Job → Rewrite the part of the regex thread starting with "I have a regex" and going on through "engine iOS uses.", with "input text" changed to "source line".

Page extract →
========

4

I have a regex designed to extract the git URL from a CocoaPods definition.

The input text is as follows:

pod 'Alamofire', :git => 'https://github.com/Alamofire/Alamofire.git', :branch => 'dev'

The regex is as follows:

(?<=('Alamofire'.*:git => '))[A-Za-z:/\.]+(?=('{1}))

This regex works correctly on RegexR, see here, however when trying to initialise NSRegularExpression with it, a error is thrown with code 2048 saying the pattern is invalid. Usually this is due to a lack of escapes but there are none here. I can't work out what the problem is even after trawling the ICU regex docs which is the engine iOS uses.

Any ideas would be well received, TIA.

rmaddy
  • 314,917
  • 42
  • 532
  • 579
Jacob King
  • 6,025
  • 4
  • 27
  • 45

2 Answers2

1

The look-behind assertion in NSRegularExpression is limited and does not support the * or + operators in it:

i.e. the .* part in (?<=('Alamofire'.*:git => '))

(?<= ... )

Look-behind assertion. True if the parenthesized pattern matches text preceding the current input position, with the last character of the match being the input character just before the current position. Does not alter the input position. The length of possible strings matched by the look-behind pattern must not be unbounded (no * or + operators.)

Ref: https://developer.apple.com/documentation/foundation/nsregularexpression

You just want the url so simply pattern match only that part and no need for the look-behind assertion in the first place.

staticVoidMan
  • 19,275
  • 6
  • 69
  • 98
1

You can't use patterns of unknown length in lookbehind patterns with ICU regular expressions. Your pattern contains .* in the lookbehind, so it is an invalid ICU regexp (see the length of possible strings matched by the look-behind pattern must not be unbounded (no * or + operators.) ICU lookbehind documentation part).

There are two ways:

  • Replace .* with .{0,x} where x is the max number of chars you expect to separate the left-hand pattern from the right-hand pattern, ICU regex lookbehinds allow the limiting (or interval, range) quantifier, that is why they are also called "constrained-width")
  • Re-vamp your pattern to use a consuming pattern instead of lookarounds, wrap the part you need to extract with capturing parentheses and modify your code to grab Group 1 value.

Here is Approach 2, which is recommended:

let str = "pod 'Alamofire', :git => 'https://github.com/Alamofire/Alamofire.git', :branch => 'dev'"
let rng = NSRange(location: 0, length: str.utf16.count)
let regex = try! NSRegularExpression(pattern: "'Alamofire'.*:git\\s*=>\\s*'([^']+)'")
let matches = regex.matches(in: str, options: [], range: rng)
let group1 = String(str[Range(matches[0].range(at: 1), in: str)!])
print(group1) // => https://github.com/Alamofire/Alamofire.git

See the regex demo, the green highlighted substring is the value you get in Group 1.

Pattern details:

  • 'Alamofire' - a literal string
  • .* - any 0+ chars other than line break chars, as many as possible (replace with .*? to match as few as possible)
  • :git - a literal substring
  • \s*=>\s* - a => substring wrapped with 0+ whitespaces
  • '([^']+)' - ', then a capturing group #1 matching 1+ chars other than ' and then a ' char.
Wiktor Stribiżew
  • 607,720
  • 39
  • 448
  • 563

========

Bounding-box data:

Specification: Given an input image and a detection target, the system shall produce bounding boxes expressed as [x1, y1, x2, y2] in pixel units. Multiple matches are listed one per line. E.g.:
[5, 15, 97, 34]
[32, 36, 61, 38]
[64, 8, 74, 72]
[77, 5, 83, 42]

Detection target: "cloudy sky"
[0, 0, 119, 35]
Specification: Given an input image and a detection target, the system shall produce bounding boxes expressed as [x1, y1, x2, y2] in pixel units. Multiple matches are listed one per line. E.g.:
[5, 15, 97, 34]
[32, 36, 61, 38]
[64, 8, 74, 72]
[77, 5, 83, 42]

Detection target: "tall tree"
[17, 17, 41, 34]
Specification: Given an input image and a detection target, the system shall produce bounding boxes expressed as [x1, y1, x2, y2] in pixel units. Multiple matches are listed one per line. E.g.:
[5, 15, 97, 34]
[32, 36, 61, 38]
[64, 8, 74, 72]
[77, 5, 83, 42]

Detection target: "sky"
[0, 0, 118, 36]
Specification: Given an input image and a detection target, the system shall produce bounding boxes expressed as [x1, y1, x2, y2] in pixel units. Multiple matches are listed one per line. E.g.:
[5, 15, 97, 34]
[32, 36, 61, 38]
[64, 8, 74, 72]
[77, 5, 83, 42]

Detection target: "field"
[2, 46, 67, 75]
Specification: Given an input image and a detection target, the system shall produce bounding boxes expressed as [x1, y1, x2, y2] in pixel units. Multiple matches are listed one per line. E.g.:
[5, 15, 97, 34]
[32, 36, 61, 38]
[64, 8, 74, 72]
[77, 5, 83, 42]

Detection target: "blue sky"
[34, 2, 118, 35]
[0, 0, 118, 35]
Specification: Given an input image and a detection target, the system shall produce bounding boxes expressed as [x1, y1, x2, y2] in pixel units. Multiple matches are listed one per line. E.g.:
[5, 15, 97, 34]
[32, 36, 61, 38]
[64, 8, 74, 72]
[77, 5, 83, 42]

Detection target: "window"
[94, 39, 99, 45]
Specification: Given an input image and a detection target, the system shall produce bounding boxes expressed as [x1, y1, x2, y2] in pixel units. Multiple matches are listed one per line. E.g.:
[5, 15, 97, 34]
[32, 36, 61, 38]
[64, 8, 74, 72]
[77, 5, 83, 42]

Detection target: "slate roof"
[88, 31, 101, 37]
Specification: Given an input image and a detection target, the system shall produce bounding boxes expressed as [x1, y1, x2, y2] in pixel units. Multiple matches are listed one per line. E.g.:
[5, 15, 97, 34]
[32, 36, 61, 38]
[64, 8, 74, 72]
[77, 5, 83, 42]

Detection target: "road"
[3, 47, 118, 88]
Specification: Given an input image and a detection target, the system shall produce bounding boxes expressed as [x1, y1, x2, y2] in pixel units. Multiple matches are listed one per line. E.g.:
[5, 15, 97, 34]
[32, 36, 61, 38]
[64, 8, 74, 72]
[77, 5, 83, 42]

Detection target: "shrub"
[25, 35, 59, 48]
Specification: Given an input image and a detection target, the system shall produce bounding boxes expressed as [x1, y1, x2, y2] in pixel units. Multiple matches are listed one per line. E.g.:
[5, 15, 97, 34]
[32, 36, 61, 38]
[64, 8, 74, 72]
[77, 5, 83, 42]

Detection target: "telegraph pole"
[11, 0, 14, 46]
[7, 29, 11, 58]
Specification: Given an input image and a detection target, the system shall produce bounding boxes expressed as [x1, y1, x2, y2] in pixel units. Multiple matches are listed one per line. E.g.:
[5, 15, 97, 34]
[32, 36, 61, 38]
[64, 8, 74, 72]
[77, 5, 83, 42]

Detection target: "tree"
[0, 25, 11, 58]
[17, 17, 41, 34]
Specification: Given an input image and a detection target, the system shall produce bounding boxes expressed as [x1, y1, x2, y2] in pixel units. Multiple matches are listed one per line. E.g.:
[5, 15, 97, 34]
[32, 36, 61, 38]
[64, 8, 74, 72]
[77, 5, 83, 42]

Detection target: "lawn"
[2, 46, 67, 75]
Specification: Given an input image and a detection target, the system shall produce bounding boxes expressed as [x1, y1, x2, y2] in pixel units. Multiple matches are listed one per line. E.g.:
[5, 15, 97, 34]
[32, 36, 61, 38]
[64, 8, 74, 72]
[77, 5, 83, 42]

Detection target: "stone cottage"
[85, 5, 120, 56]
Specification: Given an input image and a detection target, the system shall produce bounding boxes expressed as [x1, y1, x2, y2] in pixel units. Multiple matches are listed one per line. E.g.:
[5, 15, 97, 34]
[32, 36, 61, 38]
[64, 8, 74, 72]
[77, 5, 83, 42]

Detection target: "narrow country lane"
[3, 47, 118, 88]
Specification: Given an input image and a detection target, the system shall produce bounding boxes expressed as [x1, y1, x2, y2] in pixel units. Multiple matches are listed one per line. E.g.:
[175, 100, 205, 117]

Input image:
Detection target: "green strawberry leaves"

========

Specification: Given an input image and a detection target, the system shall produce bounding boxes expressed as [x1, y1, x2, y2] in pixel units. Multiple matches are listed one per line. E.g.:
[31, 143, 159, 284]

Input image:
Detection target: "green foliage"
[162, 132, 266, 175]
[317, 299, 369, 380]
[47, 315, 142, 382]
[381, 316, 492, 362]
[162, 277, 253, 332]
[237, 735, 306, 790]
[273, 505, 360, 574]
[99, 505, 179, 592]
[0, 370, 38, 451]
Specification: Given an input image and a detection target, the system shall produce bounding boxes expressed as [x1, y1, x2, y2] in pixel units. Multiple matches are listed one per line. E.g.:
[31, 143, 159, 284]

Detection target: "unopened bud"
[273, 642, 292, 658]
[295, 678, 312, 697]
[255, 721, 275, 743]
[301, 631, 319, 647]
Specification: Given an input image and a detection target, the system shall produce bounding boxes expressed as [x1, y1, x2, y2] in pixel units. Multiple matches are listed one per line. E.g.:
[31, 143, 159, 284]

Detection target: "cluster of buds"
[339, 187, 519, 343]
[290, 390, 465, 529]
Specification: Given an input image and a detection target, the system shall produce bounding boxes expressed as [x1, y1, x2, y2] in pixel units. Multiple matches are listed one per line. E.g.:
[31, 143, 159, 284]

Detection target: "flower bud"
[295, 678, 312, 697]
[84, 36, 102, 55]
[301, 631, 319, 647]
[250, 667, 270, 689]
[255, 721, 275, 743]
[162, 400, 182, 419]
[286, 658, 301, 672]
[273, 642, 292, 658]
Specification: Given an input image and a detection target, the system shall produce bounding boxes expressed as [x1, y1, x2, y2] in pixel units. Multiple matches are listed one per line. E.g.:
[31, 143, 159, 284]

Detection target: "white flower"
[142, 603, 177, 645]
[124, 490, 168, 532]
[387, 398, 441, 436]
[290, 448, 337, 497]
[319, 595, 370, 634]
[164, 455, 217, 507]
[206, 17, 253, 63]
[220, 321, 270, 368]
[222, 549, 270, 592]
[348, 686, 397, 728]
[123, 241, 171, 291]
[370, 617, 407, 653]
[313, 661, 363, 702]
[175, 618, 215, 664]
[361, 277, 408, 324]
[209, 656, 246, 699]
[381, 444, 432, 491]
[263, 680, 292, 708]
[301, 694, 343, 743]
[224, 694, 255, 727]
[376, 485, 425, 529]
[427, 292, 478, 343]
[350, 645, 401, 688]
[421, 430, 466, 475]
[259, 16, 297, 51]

========

Result for this exercise →
I have a regex designed to extract the git URL from a CocoaPods definition.

The source line is as follows:

pod 'Alamofire', :git => 'https://github.com/Alamofire/Alamofire.git', :branch => 'dev'

The regex is as follows:

(?<=('Alamofire'.*:git => '))[A-Za-z:/\.]+(?=('{1}))

This regex works correctly on RegexR, see here, however when trying to initialise NSRegularExpression with it, a error is thrown with code 2048 saying the pattern is invalid. Usually this is due to a lack of escapes but there are none here. I can't work out what the problem is even after trawling the ICU regex docs which is the engine iOS uses.